OCT 2009 ISSUE 37
1. US: IRS Issues Rules to Ease Mortgage Refinancing

The IRS issued new rules designed to make it easier to refinance some commercial real estate loans in an effort to curb the number of defaults. The rules would allow commercial loans that are part of investment pools known as Real Estate Mortgage Investment Conduits to be refinanced without triggering tax penalties for investors. More than 90 U.S. banks have already failed this year. The changes will not affect commercial mortgage loans held by investment trusts. (Source: The Associated Press)

2. Scotland: Action Plan for Withheld Deposits

Private tenants are to be given more support in disputes with landlords over the repayment of deposits. The government want to reduce the number of delayed and unfairly withheld deposits at the end of a tenancy. Many private landlords insist on tenants paying a month's rental as a returnable deposit. They can withhold part or all of the deposit if they believe the conditions of the tenancy has been broken. There can be as many as 19,000 such disputes each year, involving up to £6m. Disputes often involve student tenancies, lower income households and migrant workers. (Source: BBC)

3. China Becomes World Leader of Trademarks

As of September 15, this year 1.005 million applications for trademark registration in China have been reviewed, up 153 percent year-on-year. The figure, covering eight and a half months, equals that of the previous three years and three months. The volume of China's trademark applications has ranked first in the world for seven consecutive years from 2002 to 2008. The number of trademark applications is expected to exceed 700,000 this year, ranking first in the world. (Source: People's Daily Online)

4. Fashion Designer Wins Trademark Fight with Jewellery Giant Tiffany & Co.

Luxury jewellery chain Tiffany & Co. has been unsuccessful in an attempt to prevent fashion designer Tiffany Koury from registering her name as a trademark. Australian Trademarks Office hearing officer Frances Aarnio ruled in favour of Tiffany Koury as there could be no "danger of deception" between the two brands. As the two companies market different products, and the name 'Koury' appears alongside 'Tiffany', Aarnio ruled "any connotation of the opponent would be neutralised". (Source: Smart Company)

= = =

**REQUEST 1**: Translate this sentence from the news digest into Spanish: "More than 90 U.S. banks have already failed this year."

Named object pointing entries
= = =

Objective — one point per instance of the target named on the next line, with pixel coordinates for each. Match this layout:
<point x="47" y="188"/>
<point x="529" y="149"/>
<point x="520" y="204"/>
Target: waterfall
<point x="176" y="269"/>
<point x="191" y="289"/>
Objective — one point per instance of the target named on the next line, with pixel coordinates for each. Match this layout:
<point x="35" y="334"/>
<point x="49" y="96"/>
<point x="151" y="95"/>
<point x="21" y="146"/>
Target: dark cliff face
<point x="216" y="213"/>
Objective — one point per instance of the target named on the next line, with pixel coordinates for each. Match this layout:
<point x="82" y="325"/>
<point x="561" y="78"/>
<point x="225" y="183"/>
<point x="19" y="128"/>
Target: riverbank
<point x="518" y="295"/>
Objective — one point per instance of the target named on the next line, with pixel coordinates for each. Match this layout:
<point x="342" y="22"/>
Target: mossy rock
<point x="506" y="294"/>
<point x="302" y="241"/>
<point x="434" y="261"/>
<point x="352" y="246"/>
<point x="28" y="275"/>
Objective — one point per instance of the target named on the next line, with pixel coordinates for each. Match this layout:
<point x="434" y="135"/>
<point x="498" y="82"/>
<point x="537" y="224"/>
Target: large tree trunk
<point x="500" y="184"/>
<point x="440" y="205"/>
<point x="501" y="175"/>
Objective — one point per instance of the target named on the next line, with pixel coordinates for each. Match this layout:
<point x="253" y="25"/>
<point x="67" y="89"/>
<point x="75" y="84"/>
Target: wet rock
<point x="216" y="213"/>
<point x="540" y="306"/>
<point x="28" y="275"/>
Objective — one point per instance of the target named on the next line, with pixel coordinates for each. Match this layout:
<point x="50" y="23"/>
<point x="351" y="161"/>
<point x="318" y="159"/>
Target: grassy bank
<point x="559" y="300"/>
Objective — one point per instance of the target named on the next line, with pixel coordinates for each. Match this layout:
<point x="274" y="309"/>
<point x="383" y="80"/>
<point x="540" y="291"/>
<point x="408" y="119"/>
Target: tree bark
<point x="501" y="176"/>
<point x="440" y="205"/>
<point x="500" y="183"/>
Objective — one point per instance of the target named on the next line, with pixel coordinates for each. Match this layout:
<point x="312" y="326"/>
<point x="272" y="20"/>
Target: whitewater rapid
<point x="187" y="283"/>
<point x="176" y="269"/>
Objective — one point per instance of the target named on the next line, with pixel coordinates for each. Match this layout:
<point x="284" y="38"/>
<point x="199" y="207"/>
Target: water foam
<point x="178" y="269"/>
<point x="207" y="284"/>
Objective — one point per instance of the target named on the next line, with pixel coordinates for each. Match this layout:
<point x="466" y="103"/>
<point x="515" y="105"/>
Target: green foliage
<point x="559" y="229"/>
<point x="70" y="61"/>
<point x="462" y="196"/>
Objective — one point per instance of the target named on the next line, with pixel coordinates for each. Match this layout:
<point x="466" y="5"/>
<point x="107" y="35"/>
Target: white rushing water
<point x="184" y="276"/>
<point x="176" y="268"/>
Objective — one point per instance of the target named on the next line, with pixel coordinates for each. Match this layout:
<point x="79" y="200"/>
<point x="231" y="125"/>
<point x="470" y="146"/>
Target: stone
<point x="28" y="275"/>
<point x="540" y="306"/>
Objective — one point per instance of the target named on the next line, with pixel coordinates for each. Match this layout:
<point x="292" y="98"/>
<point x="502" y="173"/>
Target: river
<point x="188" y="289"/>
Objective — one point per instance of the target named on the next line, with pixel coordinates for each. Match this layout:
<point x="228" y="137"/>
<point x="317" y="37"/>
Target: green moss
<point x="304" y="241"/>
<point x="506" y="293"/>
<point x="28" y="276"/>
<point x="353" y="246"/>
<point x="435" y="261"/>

= = =

**REQUEST 2**: How many lines of the records contain the word "green"? Reply with only the number.

**RESULT 1**: Más de 90 bancos estadounidenses ya han quebrado este año.

**RESULT 2**: 2